# [Excerpt provided]
We fought a war for these freedoms

© 2014 Earl L. Haehl: Permission is given to use this article in whole as long as credit is given. Book rights are reserved.

In 1743, Sam Adams and James Otis, Jr, were admitted to the degree of Master of Arts with Honours by Harvard College. These two gentlemen were both allies and rivals over the next few years and the intellectual fathers of the American Revolution in Massachusetts Bay colony.

James Otis, Jr, was appointed advocate general of the vice admiralty court in Boston where he was an advocate enforcing the onerous Acts of Trade of 1751. As the residents of Massachusetts Bay sought extra-legal relief (Messrs John Hancock and Sam Adams being involved in such activity) Parliament came up with the use of “General Warrants” which allowed the Kings officers to search what they chose, when they chose and where they chose without specifics.

In 1761, partly because Gov Bernard appointed Thomas Hutchinson rather than James Otis, Sr, as Chief Justice, the younger Otis resigned his position as advocate general and took up the cause of the merchants of Massachusetts Bay. He did this pro bono or without fee.

His five hour argument in February of 1761, included the following:

A man’s house is his castle; and whilst he is quiet, he is as well guarded as a prince in his castle. This writ, if it should be declared legal, would totally annihilate this privilege. Custom-house officers may enter our houses when they please; we are commanded to permit their entry. Their menial servants may enter, may break locks, bars, and everything in their way; and whether they break through malice or revenge, no man, no court may inquire.

# [Explore the material]
(a) Could you copy the article on James Otis and the general warrants word for word, from "James Otis, Jr, was" up to and including "or without fee."?
(b) Can you continue the article on James Otis and the general warrants, starting right after its final sentence?

Stored data entries

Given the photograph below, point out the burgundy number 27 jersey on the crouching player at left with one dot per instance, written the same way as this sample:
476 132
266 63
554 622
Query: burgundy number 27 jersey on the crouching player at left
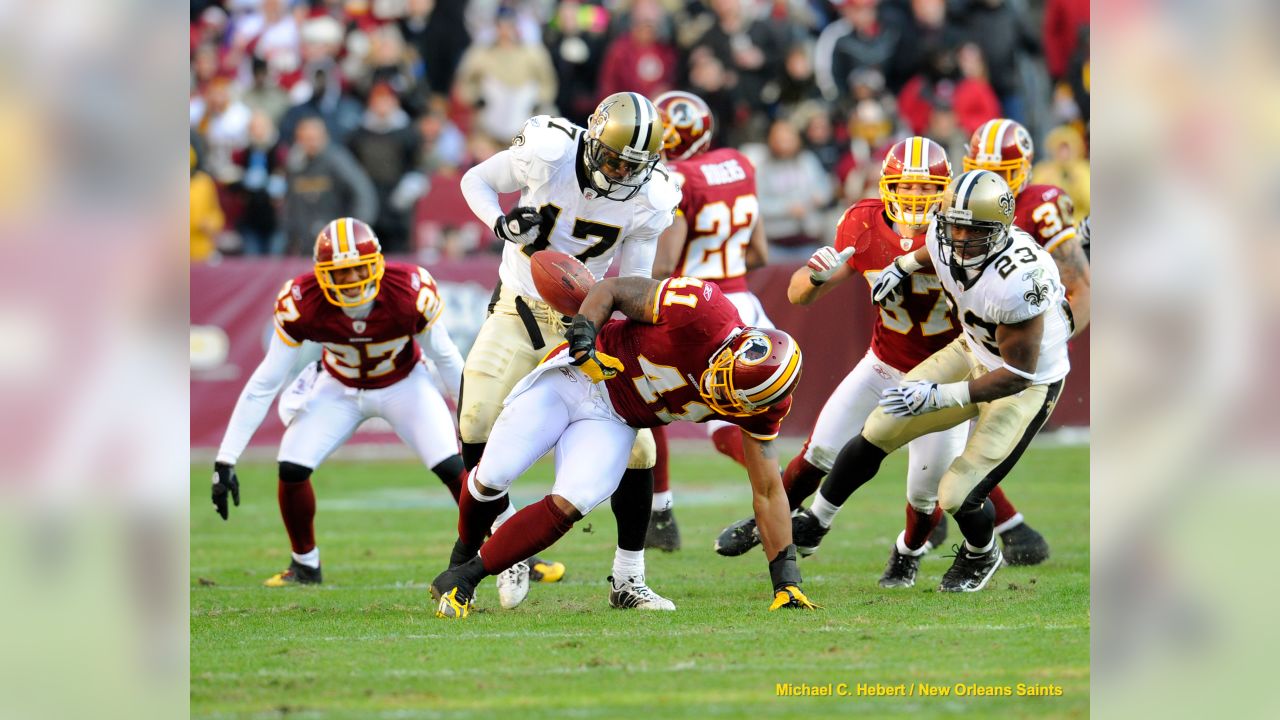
373 352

# [Results of the tasks]
(a)
James Otis, Jr, was appointed advocate general of the vice admiralty court in Boston where he was an advocate enforcing the onerous Acts of Trade of 1751. As the residents of Massachusetts Bay sought extra-legal relief (Messrs John Hancock and Sam Adams being involved in such activity) Parliament came up with the use of “General Warrants” which allowed the Kings officers to search what they chose, when they chose and where they chose without specifics.

In 1761, partly because Gov Bernard appointed Thomas Hutchinson rather than James Otis, Sr, as Chief Justice, the younger Otis resigned his position as advocate general and took up the cause of the merchants of Massachusetts Bay. He did this pro bono or without fee.

(b)
Does this sound familiar? Does the justification of NSA surveillance by such “defenders of our freedom” as Rep Peter King (R-NY) ring familiar?

James Otis, Jr, had begun his argument with the following.

I was desired by one of the court to look into the (law) books, and consider the question now before them concerning Writs of Assistance. I have accordingly considered it, and now appear not only in obedience to your order, but likewise in behalf of the inhabitants of this town, who have presented another petition, and out of regard to the liberties of the subject. And I take this opportunity to declare that whether under a fee or not (for in such a cause as this I despise a fee) I will to my dying day oppose, with all the powers and faculties God has given me, all such instruments of slavery on the one hand and villainy on the other, as this Writ of Assistance is.

John Adams, Sam’s more conciliatory cousin who had doubts about independence characterized this as the first act of resistance. It was the first action in an intellectual war of small actions which culminated in the shots fired at Lexington Green on 19 April 1775.

The court, presided over by the corrupt Thomas Hutchinson, rejected the argument. But the speech was amplified and published over the years. In December of 1773 Hutchinson was to be the recipient of a shipment of tea that would be forfeit to his warehouse on 17 December of that year. James Otis, Jr’s classmate Sam organized a costume party (it took place on Beethoven’s third birthday) that result in the tea being tossed into the harbor so it could not be unloaded.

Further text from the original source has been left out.